[Region annotation records]
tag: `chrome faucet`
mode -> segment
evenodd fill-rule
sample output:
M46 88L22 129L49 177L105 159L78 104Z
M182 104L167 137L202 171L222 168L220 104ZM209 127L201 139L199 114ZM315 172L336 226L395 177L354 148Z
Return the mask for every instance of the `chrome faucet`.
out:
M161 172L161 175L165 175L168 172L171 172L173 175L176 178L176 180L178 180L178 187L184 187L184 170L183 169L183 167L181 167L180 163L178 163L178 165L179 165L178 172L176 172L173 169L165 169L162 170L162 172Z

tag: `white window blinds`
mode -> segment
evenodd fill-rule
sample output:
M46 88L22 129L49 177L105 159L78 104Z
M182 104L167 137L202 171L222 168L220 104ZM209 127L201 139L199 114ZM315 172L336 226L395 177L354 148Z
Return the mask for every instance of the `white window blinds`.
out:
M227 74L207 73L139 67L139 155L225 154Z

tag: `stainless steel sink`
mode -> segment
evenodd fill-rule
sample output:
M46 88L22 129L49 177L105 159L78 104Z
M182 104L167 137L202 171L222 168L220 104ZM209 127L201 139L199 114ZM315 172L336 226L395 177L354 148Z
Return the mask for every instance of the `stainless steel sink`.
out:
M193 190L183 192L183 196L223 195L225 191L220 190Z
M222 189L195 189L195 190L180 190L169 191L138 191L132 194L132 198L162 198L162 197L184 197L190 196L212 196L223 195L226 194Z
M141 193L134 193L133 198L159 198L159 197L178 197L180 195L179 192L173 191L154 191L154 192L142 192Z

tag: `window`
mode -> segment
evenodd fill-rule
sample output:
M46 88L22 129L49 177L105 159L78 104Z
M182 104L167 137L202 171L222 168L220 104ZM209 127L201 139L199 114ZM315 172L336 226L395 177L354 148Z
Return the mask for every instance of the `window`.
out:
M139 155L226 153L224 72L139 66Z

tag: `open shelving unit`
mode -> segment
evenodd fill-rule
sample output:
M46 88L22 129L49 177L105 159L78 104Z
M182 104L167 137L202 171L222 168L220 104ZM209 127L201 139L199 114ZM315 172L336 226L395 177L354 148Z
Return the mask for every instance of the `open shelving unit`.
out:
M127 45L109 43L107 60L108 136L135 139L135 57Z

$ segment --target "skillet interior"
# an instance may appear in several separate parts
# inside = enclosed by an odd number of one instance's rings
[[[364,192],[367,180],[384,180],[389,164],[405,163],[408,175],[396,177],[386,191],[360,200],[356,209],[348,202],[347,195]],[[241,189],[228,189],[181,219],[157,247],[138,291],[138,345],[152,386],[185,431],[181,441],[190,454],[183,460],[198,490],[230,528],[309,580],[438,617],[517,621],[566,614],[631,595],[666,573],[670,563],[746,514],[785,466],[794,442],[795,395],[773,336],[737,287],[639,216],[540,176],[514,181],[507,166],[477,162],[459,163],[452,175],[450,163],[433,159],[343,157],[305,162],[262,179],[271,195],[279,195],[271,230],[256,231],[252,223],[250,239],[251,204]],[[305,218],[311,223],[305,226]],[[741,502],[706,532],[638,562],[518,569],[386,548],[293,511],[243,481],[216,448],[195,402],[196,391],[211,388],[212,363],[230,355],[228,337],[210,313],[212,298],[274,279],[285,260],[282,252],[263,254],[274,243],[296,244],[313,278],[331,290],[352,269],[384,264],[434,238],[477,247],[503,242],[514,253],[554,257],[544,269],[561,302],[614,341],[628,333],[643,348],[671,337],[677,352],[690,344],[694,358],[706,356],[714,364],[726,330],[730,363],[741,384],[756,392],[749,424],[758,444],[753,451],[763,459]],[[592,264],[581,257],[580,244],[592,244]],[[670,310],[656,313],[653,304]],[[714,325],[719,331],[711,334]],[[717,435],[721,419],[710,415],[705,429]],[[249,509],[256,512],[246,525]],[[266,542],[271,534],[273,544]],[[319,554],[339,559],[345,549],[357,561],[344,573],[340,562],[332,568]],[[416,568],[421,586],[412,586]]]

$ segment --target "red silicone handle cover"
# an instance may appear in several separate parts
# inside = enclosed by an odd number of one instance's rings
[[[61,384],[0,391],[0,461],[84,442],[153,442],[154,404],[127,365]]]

> PROBLEM REQUIREMENTS: Reproduce the records from their first line through the line that contains "M141 193L134 193L133", replacing each "sample output" with "reference output" and leaving everything else as it is.

> FINISHED ANSWER:
tag: `chrome faucet`
mode -> segment
evenodd fill-rule
reference output:
M46 88L22 129L49 177L105 159L78 104Z
M182 104L167 137L202 171L222 168L220 104ZM209 127L201 139L199 114ZM315 172L336 226L395 177L354 148Z
Return the mask for every instance of the `chrome faucet`.
out:
M161 172L161 175L165 175L168 172L171 172L173 175L176 178L176 180L178 180L178 187L184 187L184 170L183 169L183 167L181 167L180 163L178 163L178 165L179 165L178 172L176 172L173 169L165 169L162 170L162 172Z

tag: `white window blinds`
mode -> segment
evenodd fill-rule
reference output:
M46 88L22 129L49 177L105 159L78 104Z
M182 104L167 137L202 171L222 168L220 104ZM209 127L201 139L199 114ZM315 172L336 226L395 177L354 148Z
Return the mask for every instance of the `white window blinds`.
out:
M227 74L207 73L139 67L139 155L225 154Z

tag: `stainless steel sink`
mode -> segment
evenodd fill-rule
reference output:
M46 88L22 129L49 177L105 159L78 104Z
M182 104L167 137L202 171L222 168L220 104ZM209 127L201 139L199 114ZM315 172L336 226L395 177L354 148Z
Return the mask for every instance of the `stainless steel sink`.
out:
M193 190L183 192L183 196L223 195L225 191L220 190Z
M222 189L195 189L195 190L180 190L169 191L138 191L132 194L132 198L162 198L162 197L184 197L190 196L212 196L223 195L226 194Z
M141 193L134 193L133 198L159 198L159 197L178 197L180 195L179 192L173 191L154 191L154 192L142 192Z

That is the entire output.